SHORT EXERCISE:
Transcribe every one of the records below line for line, with no changes. Leave the pictures out.

EXTRACTED MATERIAL:

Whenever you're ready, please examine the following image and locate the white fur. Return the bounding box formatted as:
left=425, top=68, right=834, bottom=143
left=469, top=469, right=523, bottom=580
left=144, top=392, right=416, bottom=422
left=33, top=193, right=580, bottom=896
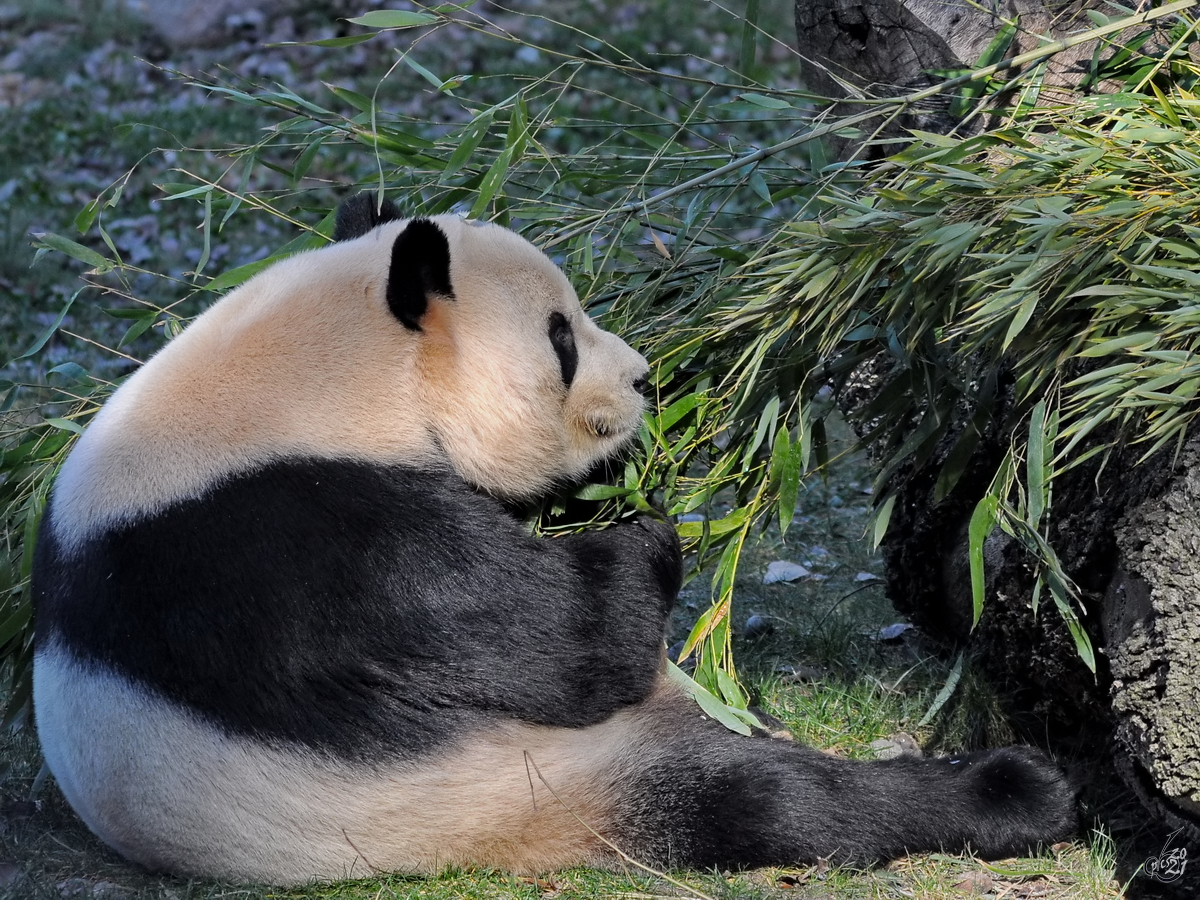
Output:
left=53, top=216, right=647, bottom=548
left=34, top=644, right=674, bottom=884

RESPONSE FOR THIS EXERCISE:
Whenever you're ready, please examine the following image and locate the white fur. Return the bounding box formatted as:
left=425, top=68, right=834, bottom=143
left=469, top=469, right=523, bottom=580
left=144, top=392, right=416, bottom=422
left=33, top=193, right=580, bottom=896
Output:
left=53, top=216, right=647, bottom=548
left=34, top=644, right=674, bottom=884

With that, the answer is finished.